■ Information supplied ■
══════
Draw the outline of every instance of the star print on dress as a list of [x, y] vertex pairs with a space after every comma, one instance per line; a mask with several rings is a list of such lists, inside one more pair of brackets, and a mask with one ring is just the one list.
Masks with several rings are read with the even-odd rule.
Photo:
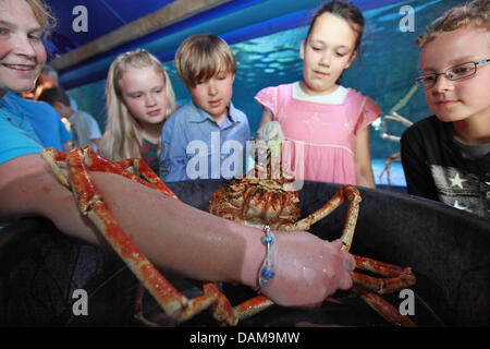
══════
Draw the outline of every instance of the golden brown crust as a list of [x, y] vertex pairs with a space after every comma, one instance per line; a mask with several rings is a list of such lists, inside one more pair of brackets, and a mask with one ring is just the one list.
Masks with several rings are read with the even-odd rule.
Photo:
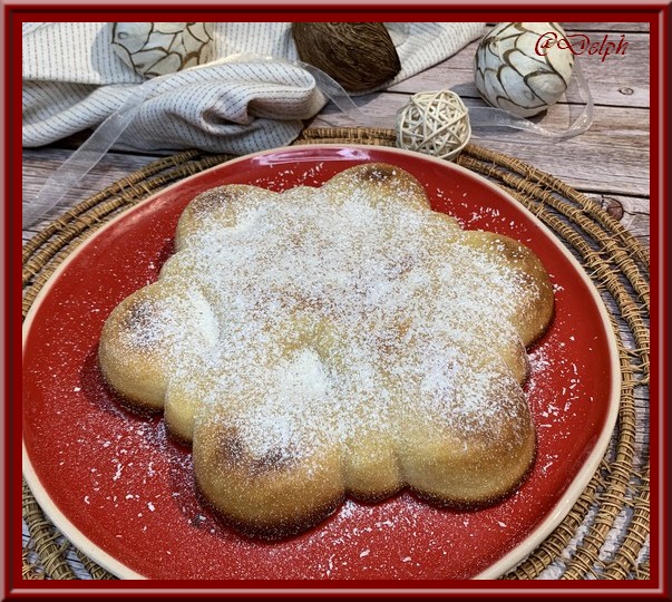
══════
Count the lines in the records above that contain the string "inside", treating uppercase and lowercase as different. Give only the number.

■ Written answer ■
2